[Recorded data]

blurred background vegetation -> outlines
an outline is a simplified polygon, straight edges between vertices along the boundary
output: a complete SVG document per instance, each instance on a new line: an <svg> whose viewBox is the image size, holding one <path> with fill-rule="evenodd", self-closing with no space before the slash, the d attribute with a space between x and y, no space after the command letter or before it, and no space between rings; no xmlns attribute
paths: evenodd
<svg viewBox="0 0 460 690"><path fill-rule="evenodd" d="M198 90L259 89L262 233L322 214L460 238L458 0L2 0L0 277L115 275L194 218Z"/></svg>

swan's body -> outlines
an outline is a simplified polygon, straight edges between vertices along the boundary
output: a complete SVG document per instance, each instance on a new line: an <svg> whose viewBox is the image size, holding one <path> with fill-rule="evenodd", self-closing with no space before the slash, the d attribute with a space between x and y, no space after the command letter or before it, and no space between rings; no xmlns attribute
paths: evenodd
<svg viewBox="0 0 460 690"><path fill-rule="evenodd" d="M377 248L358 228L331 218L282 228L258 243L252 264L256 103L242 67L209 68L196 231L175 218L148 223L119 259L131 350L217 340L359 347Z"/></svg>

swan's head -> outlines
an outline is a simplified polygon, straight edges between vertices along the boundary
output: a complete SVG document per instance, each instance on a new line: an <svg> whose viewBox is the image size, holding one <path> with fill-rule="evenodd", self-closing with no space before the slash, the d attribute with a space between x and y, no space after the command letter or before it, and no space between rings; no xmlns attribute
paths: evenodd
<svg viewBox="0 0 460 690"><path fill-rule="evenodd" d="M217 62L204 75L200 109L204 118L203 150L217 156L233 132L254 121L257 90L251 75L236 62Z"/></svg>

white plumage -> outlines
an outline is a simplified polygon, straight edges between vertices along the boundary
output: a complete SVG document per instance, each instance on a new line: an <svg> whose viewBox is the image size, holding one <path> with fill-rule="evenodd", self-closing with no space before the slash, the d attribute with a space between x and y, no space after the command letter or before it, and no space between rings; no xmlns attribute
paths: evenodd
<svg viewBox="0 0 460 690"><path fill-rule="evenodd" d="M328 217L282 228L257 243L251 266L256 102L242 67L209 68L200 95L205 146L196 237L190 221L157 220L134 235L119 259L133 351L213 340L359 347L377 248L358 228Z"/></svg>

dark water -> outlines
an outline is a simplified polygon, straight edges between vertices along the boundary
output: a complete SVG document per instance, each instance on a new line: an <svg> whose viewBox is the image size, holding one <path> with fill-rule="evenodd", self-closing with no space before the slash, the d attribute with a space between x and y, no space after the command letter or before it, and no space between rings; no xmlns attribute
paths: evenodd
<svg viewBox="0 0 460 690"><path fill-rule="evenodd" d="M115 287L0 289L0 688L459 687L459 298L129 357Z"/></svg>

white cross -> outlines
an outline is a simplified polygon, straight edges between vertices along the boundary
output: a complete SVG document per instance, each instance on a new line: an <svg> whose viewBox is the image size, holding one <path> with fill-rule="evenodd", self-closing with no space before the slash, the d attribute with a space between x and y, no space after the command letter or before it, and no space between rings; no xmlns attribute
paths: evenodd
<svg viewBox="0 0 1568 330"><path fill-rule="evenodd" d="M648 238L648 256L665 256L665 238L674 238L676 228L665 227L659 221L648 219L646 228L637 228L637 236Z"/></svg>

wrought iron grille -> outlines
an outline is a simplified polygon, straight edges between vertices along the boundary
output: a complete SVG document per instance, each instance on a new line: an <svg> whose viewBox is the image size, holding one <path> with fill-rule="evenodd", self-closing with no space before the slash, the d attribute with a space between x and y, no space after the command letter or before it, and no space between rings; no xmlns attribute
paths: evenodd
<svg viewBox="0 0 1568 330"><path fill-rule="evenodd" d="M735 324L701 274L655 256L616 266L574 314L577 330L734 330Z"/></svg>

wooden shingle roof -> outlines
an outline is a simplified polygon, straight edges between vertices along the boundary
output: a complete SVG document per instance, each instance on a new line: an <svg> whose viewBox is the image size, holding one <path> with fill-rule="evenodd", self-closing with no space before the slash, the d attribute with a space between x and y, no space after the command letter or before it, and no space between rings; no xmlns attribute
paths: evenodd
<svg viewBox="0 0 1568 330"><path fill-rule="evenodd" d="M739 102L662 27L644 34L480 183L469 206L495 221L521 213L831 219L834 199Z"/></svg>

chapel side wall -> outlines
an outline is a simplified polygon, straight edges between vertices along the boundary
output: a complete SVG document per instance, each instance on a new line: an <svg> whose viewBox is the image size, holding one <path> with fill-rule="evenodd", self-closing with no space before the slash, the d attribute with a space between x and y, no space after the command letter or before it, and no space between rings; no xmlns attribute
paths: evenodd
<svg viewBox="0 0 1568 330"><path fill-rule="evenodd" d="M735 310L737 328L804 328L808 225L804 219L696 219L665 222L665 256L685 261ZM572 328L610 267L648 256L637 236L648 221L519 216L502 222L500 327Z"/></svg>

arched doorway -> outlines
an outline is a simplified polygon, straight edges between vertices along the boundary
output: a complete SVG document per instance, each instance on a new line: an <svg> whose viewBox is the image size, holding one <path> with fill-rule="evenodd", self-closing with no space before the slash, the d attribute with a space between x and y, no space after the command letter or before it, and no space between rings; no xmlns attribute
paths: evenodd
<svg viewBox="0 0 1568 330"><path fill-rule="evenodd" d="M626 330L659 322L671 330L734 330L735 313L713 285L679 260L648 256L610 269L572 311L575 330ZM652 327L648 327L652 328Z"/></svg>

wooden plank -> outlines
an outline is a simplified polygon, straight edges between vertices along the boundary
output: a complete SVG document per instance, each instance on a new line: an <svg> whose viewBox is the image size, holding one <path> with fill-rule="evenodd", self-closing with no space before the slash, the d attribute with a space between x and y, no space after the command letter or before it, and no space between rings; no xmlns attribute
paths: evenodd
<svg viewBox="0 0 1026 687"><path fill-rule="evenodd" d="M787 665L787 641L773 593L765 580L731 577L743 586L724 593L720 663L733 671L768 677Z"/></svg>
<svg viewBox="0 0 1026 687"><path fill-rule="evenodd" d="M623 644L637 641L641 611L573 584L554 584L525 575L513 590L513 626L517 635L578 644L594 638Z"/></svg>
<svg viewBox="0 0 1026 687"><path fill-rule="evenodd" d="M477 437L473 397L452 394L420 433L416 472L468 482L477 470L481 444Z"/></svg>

Task details – Retype the listing from its first line down to and including the line that contains "90L259 89L262 233L322", character for character.

Finished answer –
blurred background vegetation -> outlines
an outline is a simplified polygon, straight edges between vertices along the boundary
output: a complete SVG document per instance, each instance on a new line: an <svg> whose viewBox is the image size, holding one <path> with fill-rule="evenodd", self-closing with no space before the slash, the d attribute with a space between x and y, no space after the command letter or before it, and no space between rings; no xmlns attribute
paths: evenodd
<svg viewBox="0 0 460 690"><path fill-rule="evenodd" d="M198 90L259 89L262 233L322 214L460 238L458 0L2 0L0 277L115 275L194 218Z"/></svg>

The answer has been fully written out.